Task description —
The expected output is exactly the lines below, starting at the line with "Each instance of the microphone" and ending at the line with "Each instance of the red t-shirt", both included; no other line belongs in it.

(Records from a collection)

= = = =

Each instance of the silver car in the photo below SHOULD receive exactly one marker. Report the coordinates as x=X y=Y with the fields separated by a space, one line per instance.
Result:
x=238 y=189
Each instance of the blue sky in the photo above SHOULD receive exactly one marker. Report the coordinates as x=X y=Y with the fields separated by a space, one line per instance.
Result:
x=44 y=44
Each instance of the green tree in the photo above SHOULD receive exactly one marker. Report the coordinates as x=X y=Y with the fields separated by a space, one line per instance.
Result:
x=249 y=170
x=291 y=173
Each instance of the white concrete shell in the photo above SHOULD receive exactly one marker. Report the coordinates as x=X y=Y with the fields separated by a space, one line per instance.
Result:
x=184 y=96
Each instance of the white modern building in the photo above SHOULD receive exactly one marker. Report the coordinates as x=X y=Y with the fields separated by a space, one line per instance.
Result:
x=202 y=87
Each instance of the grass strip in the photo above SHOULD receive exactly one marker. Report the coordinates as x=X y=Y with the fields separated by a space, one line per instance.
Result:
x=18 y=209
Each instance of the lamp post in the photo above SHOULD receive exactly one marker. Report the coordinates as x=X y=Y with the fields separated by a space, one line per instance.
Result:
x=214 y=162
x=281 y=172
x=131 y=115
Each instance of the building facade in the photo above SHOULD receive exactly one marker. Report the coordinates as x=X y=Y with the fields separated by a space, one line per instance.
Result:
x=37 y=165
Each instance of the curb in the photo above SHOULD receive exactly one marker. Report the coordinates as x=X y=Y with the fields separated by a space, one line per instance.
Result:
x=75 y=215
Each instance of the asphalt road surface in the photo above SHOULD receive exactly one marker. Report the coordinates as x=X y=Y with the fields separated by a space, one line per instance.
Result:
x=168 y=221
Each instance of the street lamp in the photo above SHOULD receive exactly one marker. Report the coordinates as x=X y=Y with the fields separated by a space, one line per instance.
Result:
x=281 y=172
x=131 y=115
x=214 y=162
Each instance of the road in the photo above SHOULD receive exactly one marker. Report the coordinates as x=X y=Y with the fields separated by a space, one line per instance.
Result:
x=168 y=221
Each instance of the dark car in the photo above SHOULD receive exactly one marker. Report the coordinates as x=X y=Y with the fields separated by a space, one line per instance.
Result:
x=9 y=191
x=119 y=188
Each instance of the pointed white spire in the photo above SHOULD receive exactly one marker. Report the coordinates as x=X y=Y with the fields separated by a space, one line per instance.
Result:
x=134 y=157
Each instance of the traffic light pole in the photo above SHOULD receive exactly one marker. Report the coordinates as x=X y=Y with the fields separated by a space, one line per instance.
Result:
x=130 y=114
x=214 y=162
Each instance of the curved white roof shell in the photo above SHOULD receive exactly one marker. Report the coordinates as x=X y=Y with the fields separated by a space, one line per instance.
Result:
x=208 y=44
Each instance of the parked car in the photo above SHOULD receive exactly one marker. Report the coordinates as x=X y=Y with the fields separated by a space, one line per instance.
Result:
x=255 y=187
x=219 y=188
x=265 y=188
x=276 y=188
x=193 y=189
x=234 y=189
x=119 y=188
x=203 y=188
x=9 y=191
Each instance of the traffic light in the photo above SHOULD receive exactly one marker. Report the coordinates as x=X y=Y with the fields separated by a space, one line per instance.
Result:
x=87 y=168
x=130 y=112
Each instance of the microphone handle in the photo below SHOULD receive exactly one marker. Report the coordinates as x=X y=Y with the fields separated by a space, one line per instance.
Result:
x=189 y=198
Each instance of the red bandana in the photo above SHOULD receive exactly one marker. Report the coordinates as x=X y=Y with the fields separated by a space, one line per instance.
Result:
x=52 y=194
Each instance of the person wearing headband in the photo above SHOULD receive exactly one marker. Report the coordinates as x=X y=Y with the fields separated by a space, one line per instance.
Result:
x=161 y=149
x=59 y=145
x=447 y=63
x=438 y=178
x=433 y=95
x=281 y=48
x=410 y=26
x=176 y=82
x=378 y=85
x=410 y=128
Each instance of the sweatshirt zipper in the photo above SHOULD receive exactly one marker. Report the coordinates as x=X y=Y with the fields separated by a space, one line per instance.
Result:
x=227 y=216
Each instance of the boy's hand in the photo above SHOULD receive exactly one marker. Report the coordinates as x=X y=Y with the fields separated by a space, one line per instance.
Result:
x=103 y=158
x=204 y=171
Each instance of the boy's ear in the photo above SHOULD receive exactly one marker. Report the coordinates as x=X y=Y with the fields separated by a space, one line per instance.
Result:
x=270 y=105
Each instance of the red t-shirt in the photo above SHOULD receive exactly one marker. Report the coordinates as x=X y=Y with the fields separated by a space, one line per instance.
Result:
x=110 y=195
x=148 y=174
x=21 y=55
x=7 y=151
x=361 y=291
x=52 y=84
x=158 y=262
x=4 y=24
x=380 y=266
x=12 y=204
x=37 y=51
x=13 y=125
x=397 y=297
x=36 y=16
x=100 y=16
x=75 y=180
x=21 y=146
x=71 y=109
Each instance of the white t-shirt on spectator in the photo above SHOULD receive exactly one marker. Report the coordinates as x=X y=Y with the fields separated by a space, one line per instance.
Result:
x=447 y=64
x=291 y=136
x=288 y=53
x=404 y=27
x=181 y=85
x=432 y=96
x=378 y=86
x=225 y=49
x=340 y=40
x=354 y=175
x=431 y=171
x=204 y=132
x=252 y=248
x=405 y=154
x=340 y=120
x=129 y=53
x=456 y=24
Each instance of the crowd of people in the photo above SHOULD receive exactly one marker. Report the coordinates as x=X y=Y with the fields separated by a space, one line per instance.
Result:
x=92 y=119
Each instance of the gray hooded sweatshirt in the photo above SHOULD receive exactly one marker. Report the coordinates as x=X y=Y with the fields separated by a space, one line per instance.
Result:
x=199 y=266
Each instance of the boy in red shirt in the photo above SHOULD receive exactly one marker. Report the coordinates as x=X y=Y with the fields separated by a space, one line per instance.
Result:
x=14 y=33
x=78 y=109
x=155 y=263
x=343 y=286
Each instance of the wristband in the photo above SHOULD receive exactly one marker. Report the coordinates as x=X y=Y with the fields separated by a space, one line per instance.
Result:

= = = =

Output below —
Each instance of the microphone handle in the photo below SHOULD receive exactly one marker. Report the coordinates as x=X y=Y with the fields separated by a space, one line per instance.
Result:
x=189 y=198
Each instance of the red bandana in the photo above SHOULD receive exactly one marker. Report the coordinates as x=X y=Y with the fields separated by a space, one line per instance.
Result:
x=52 y=194
Each instance of the person wearing headband in the photo above SHOULD receive exactly one marker. Report the coordinates as x=X y=Y with the fields separated by a space, one line per instance.
Result:
x=161 y=149
x=59 y=145
x=447 y=63
x=438 y=178
x=433 y=95
x=281 y=48
x=410 y=26
x=176 y=82
x=378 y=85
x=410 y=128
Each instance of the sweatshirt zipper in the photo above SHOULD receive exactly one marker. Report the coordinates as x=X y=Y with the fields separated by a space, one line per instance.
Result:
x=227 y=216
Each instance of the boy's hand in the photo above SHOULD receive exactly one marker. Report the coordinates as x=X y=Y with the fields separated by a space, one line per instance.
Result:
x=103 y=158
x=204 y=171
Each instance of the boy's ear in the photo above SHOULD receive exactly one marker. Report the coordinates as x=X y=Y with the fields separated by a space, one line per instance.
Result:
x=270 y=105
Each instance of the red t-shirt in the photo above SHOULD receive exactly one marker. Report the coordinates as x=X y=Y with the fields separated by a space, one line per instance.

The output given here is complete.